- _Required action_
Your task is to copy the listing exactly, with the pictures left out.

__________________________________________________

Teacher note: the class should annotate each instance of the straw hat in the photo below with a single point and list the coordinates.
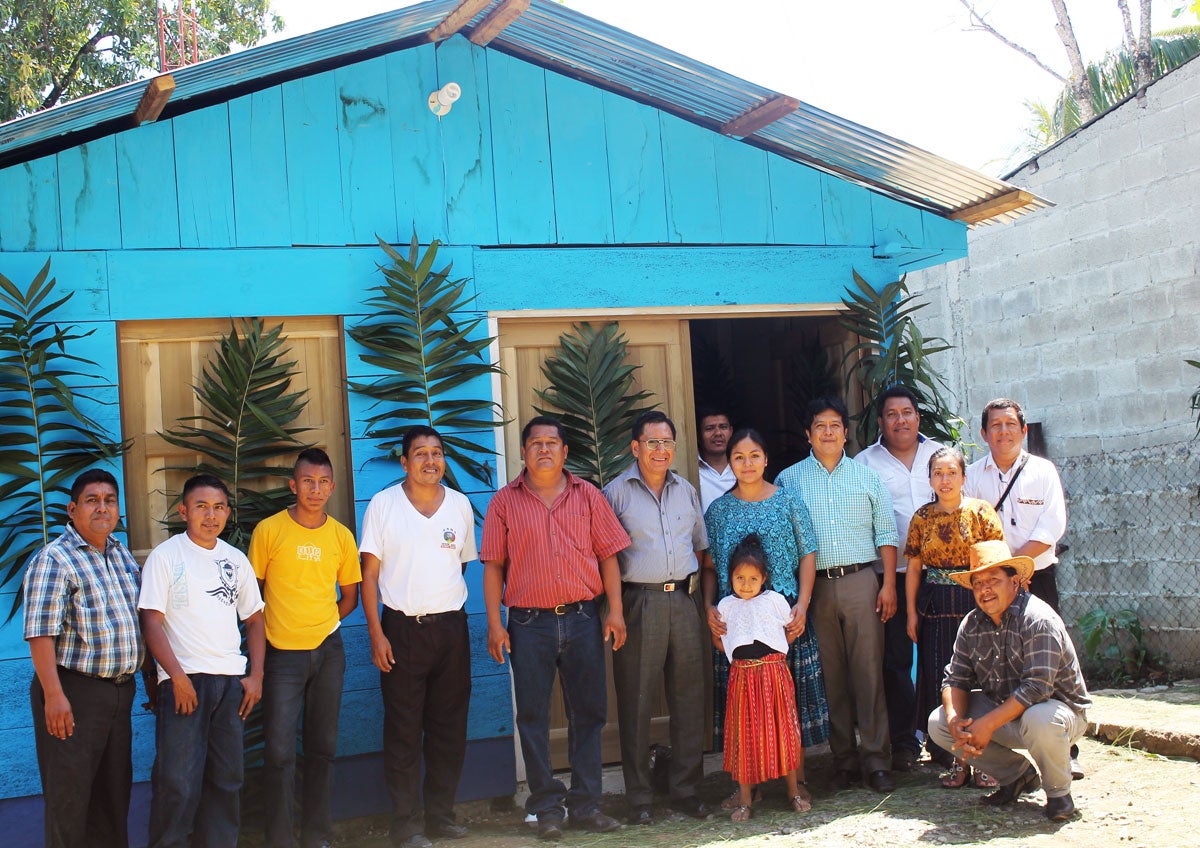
(993, 555)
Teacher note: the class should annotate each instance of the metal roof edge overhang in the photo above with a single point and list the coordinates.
(564, 41)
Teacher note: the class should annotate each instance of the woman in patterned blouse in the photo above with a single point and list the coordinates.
(940, 540)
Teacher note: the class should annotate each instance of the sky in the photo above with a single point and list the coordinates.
(911, 68)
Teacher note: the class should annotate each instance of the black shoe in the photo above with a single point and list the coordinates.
(844, 779)
(447, 830)
(1060, 809)
(594, 823)
(881, 781)
(691, 806)
(1027, 781)
(550, 829)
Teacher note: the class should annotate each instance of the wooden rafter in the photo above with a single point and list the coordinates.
(768, 112)
(154, 98)
(993, 206)
(460, 16)
(497, 20)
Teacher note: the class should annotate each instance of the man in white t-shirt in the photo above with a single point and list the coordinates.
(417, 540)
(195, 588)
(900, 457)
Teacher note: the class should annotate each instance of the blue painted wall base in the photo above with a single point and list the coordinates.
(359, 789)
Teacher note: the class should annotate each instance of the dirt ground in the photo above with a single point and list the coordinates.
(1129, 798)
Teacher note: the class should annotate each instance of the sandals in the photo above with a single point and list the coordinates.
(733, 803)
(984, 781)
(957, 776)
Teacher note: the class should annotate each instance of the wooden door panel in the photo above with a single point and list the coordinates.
(663, 347)
(161, 362)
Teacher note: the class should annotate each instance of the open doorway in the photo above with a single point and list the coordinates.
(766, 370)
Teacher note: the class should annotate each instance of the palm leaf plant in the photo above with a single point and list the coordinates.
(247, 423)
(591, 390)
(246, 435)
(892, 349)
(46, 439)
(418, 336)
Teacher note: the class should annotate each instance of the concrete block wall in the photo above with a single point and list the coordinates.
(1085, 313)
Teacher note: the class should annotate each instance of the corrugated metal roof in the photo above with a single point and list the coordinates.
(559, 38)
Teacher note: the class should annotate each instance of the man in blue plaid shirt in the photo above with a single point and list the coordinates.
(852, 517)
(82, 627)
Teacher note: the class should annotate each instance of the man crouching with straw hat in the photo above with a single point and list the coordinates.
(1013, 683)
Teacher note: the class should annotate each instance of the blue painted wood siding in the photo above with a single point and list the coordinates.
(269, 204)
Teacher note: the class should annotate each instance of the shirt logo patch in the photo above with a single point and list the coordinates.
(226, 593)
(178, 585)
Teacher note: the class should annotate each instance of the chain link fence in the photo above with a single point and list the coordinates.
(1133, 543)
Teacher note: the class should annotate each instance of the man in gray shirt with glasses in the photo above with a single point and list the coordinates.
(665, 641)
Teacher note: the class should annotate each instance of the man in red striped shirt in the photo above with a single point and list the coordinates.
(550, 549)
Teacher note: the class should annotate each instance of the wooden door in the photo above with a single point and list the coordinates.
(663, 347)
(160, 362)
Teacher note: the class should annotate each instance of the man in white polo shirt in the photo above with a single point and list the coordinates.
(901, 459)
(417, 540)
(1026, 492)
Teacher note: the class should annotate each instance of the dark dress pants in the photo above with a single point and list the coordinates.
(425, 701)
(87, 776)
(665, 645)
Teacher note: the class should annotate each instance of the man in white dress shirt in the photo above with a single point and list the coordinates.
(417, 540)
(715, 475)
(1027, 495)
(901, 459)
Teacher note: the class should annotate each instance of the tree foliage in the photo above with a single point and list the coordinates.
(63, 49)
(429, 353)
(46, 439)
(892, 349)
(1110, 82)
(592, 392)
(246, 426)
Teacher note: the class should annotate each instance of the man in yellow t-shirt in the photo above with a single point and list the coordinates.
(303, 557)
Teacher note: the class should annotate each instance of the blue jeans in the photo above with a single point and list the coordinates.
(198, 767)
(570, 644)
(310, 679)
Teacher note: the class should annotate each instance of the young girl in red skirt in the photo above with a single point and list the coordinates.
(762, 734)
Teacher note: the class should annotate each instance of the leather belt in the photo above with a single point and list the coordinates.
(837, 571)
(427, 618)
(119, 680)
(683, 585)
(561, 609)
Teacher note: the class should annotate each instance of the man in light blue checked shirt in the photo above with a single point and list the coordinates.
(852, 517)
(82, 627)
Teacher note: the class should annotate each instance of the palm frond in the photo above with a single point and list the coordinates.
(892, 349)
(247, 423)
(591, 392)
(47, 439)
(423, 335)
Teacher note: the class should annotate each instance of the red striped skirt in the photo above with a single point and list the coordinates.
(762, 735)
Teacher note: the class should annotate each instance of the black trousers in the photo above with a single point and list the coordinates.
(898, 687)
(425, 701)
(87, 776)
(1045, 585)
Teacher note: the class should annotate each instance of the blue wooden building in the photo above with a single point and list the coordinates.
(583, 174)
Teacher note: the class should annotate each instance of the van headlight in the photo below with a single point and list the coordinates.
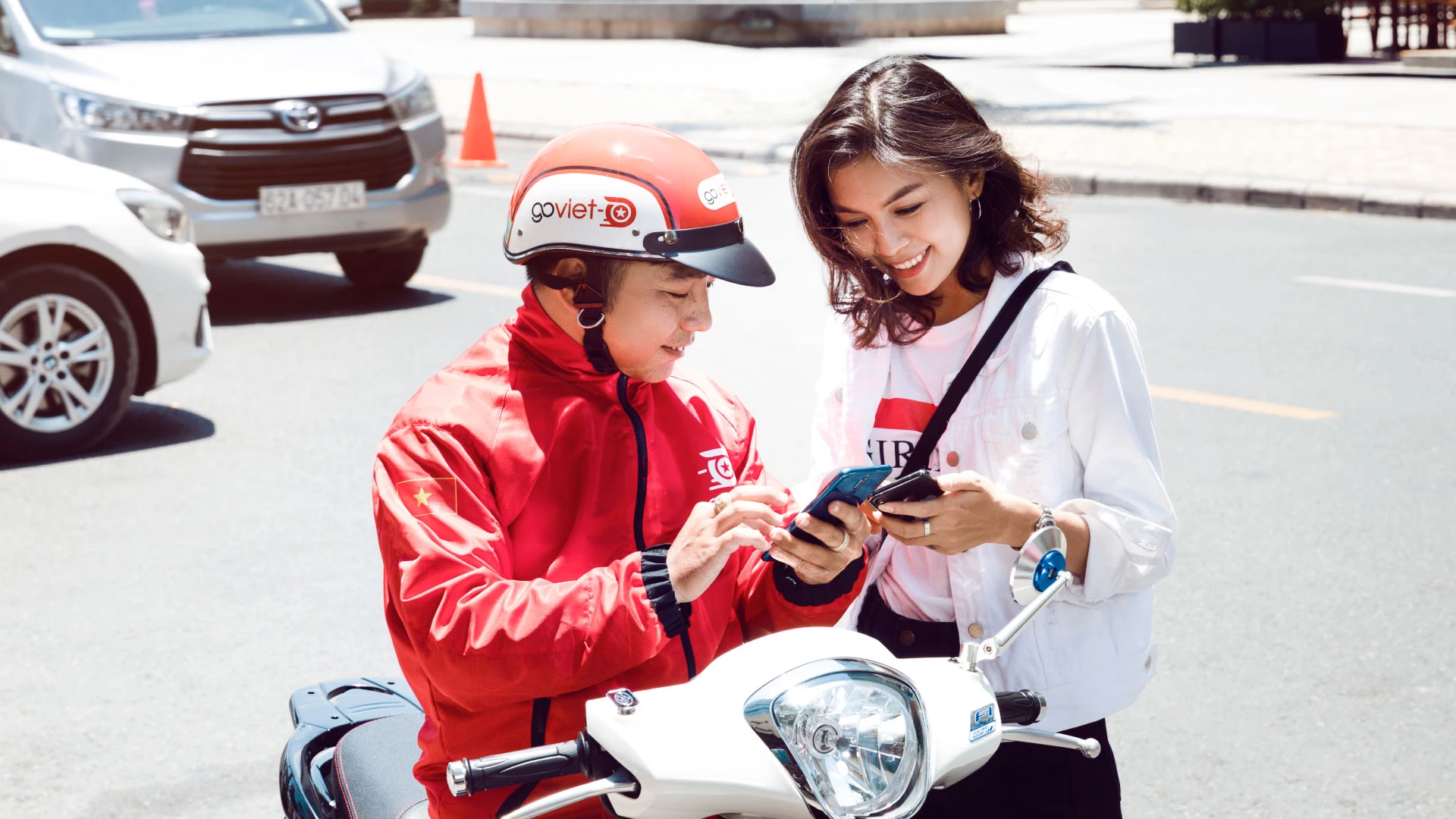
(851, 733)
(102, 114)
(416, 99)
(159, 213)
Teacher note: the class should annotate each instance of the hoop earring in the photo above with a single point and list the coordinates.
(887, 280)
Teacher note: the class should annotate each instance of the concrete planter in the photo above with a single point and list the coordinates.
(1264, 41)
(737, 24)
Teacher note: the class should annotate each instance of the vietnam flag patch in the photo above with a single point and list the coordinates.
(430, 496)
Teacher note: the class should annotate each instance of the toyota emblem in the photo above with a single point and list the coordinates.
(299, 115)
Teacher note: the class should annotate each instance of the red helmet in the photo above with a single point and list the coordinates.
(632, 191)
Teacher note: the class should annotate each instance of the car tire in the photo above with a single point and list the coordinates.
(57, 422)
(381, 270)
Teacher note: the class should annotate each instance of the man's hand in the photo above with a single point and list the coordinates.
(971, 512)
(817, 564)
(707, 541)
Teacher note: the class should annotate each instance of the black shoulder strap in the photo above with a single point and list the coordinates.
(921, 455)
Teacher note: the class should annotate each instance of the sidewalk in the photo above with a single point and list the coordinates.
(1088, 88)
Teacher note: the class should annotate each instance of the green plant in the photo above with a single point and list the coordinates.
(1261, 9)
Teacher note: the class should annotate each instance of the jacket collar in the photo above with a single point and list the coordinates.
(549, 344)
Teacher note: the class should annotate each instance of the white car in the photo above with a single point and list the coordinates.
(102, 297)
(350, 9)
(278, 127)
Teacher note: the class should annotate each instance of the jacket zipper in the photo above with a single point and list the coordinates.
(639, 433)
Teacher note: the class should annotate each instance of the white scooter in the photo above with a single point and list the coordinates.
(810, 723)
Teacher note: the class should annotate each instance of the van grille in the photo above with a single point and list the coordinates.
(237, 148)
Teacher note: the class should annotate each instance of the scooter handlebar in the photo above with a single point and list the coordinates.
(519, 767)
(1021, 707)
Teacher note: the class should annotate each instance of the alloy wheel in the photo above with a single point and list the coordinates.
(57, 362)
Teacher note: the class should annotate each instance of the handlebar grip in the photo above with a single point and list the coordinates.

__________________________________________________

- _Answer to this problem_
Teacher note: the class should annotate each instance of the straw hat in the photo below with a single point and list the coordinates.
(993, 555)
Teacher note: the class should annotate each instance of the metal roof edge overhang in the photo above with a single point and list the coordinates.
(564, 41)
Teacher note: the class should annotate each instance of the woman in patterned blouse in the photo above with a single point and list the coordinates.
(940, 540)
Teacher note: the class should annotate each instance of the sky in the photo above with a single point and list the coordinates.
(911, 68)
Teacher note: the class should annotate each instance of the black shoe in the photo above with a single point and list the coordinates.
(844, 779)
(447, 830)
(1060, 809)
(594, 823)
(881, 781)
(691, 806)
(1027, 781)
(550, 829)
Teacher note: the class should annotate each instance of the wooden rafter in the photo above with a single point and list the coordinates.
(768, 112)
(154, 98)
(993, 206)
(460, 16)
(497, 20)
Teacher note: the class should annotate each instance of the man in white t-shirt in the photo above with a single point and list the coordinates.
(417, 540)
(195, 588)
(900, 457)
Teacher note: the class should annotate each instance of the blue painted wall base in the photo above with a single point and list the coordinates.
(359, 789)
Teacher note: the class should annotate each instance of the dirt ground in the photo above with a single point and list the coordinates.
(1129, 798)
Teacher note: the class should annotate each instance of the sandals in the photo above with a single point and list the coordinates.
(733, 803)
(984, 781)
(957, 776)
Teacher note: the class should annotate each instance of the wooden door panel in the photo above with a single point and list the coordinates.
(663, 347)
(161, 362)
Teacher note: the class should annotate each instance of the open doorway in the photo above with a single point and list the coordinates.
(766, 370)
Teacher note: the class should annotate each instance of the palm leaf plant in the photo above with a single point and list the coordinates.
(247, 423)
(591, 390)
(246, 435)
(892, 349)
(46, 439)
(418, 336)
Teacher note: the class should annotate each instance of the concrete block wall in the photo above with a single point and list the coordinates.
(1085, 313)
Teacher note: the class should annotate each instance of the corrugated metal roof in the photo above with a single point and list the coordinates.
(559, 38)
Teacher note: the class should annotate each instance of the man in blue plaid shirt in the photo above with a single point and list the coordinates.
(852, 517)
(82, 627)
Teacher note: the class should annotate each instance of the man crouching with straw hat in the photo above with a single point and list the coordinates.
(1013, 683)
Teacher note: the class should annotate each instance of the blue painted wood siding in the photo above with a single point and list the coordinates.
(269, 204)
Teacher note: the class should annotate each instance of the shirt logo patch in the photo above with a single point and list the coordinates.
(226, 593)
(178, 585)
Teacher note: the class should annotate each instance of the chain link fence in the photo above with a single point and list the coordinates.
(1133, 543)
Teacher note: the class should annotate each instance of the man in gray shirt with glasses in the photo above with a single point and list the coordinates.
(665, 641)
Teacher note: the class should annotate each instance of the man in red striped shirt in the photo above with a single point and list the coordinates.
(550, 549)
Teacher note: the class should annotate each instance of the wooden door in the photo above with a single point and list the coordinates.
(663, 347)
(160, 362)
Teacher note: the class should annotate each instance of the man in white polo shirt in the photo above with a single point and list the coordinates.
(901, 459)
(417, 540)
(1026, 492)
Teacher note: the class should annotate each instance of the dark dress pants in the photo above with a single point and list the coordinates.
(425, 701)
(87, 776)
(665, 645)
Teacher note: the class should annotate each instance of the man in white dress shirt in the photo above with a single point and list the coordinates.
(417, 540)
(715, 475)
(1027, 495)
(901, 459)
Teacher note: the class should annotate each instance of the tree foliage in the photo above with a single point and list the coordinates.
(63, 49)
(429, 353)
(46, 439)
(892, 349)
(1110, 82)
(592, 392)
(246, 426)
Teacher note: the class should annotate each instance of the man in yellow t-shirt in the photo above with a single point and list the coordinates.
(303, 557)
Teacher note: the class should annotate each instance of the blue jeans in the photo above with a single point and list the coordinates.
(198, 767)
(570, 644)
(310, 679)
Teacher note: the class should annotate each instance of the young girl in red skirt in the photo above with a single point and list the coordinates.
(762, 734)
Teacher note: the class should annotate each instance of the leather belt in the photo above with a single point and list the coordinates.
(837, 571)
(427, 618)
(119, 680)
(683, 585)
(561, 609)
Teacher note: the class should annotate each instance of the man in light blue checked shirt in the photo above with a single point and list the coordinates.
(852, 517)
(82, 627)
Teacher note: the class should annotate each instance of the palm frond in the photo above with a single point and list the coordinates.
(892, 349)
(247, 423)
(591, 392)
(47, 439)
(423, 335)
Teacher note: the class should annotate each instance of the red striped skirt in the photo above with a single point and list the coordinates.
(762, 735)
Teacher note: the class should annotate each instance of the black trousers in the photo above with a single point and list the coordinates.
(898, 687)
(425, 701)
(87, 776)
(1045, 585)
Teacher note: the class should annotate each instance of the blue wooden building in the photo above with a single point and list the coordinates.
(583, 174)
Teacher note: the class should annotate each instance of the van headlight in the photo below with a single point and list the coordinates.
(851, 733)
(102, 114)
(416, 99)
(159, 213)
Teacher note: the class should annotate each instance of the hoop earring in the photo above with a single point and list the coordinates.
(887, 280)
Teacher note: the class should annotate each instance of the concrete planter in the photo above with a single point and list the coordinates.
(1264, 41)
(737, 24)
Teacher note: the class should annotate each instance of the vietnam flag patch in the photo above with a single point and list the coordinates.
(430, 496)
Teacher note: the class should annotate each instance of the toyota emblem in the photo above with a single point and list the coordinates.
(299, 115)
Teacher note: the class should annotate each instance of the red helmet in the photo above with a single point and list the coordinates.
(632, 191)
Teacher note: the class should annotate each instance of the car tire in the photo above with a single point and list the coordinates.
(57, 422)
(381, 270)
Teacher note: the class should annotate each instance of the man's hand in the photo above with a single point and list the coordinates.
(971, 512)
(817, 564)
(707, 541)
Teacher note: the class should annotate each instance of the black shoulder strap in the photo above with a single point and list the coordinates.
(921, 455)
Teacher note: the class should annotate each instance of the sidewalk in the photo above with a single point and list the coordinates.
(1088, 88)
Teacher note: the class should annotate each instance of the green plant in the photo above with a single point and list the coordinates.
(1261, 9)
Teacher note: the class should annotate each instance of the jacket collar in the photo above with a single point and list the coordinates.
(549, 344)
Teacher note: the class should annotate each instance of the white car in the photo above with a single point and list the coordinates.
(102, 297)
(350, 9)
(278, 127)
Teacher note: the class should annotate each instance of the jacket zipper in the photo above with a single point and list the coordinates.
(639, 433)
Teacher note: the class should annotate each instance of the white scooter in the photo above with a single point and list the coordinates.
(810, 723)
Teacher note: the class should annotate each instance of the van grille in the photo above with a single point and list the coordinates.
(237, 148)
Teacher note: the class should annotate each instance of the scooter handlebar in the photo above with a single point and list the coordinates.
(519, 767)
(1021, 707)
Teacher note: the class should annotate each instance of the alloy wheel in the photo above with a single point and list the coordinates.
(57, 362)
Teacher note: the class should annotate each instance of the handlebar grip in the photo above with a single point and list the coordinates.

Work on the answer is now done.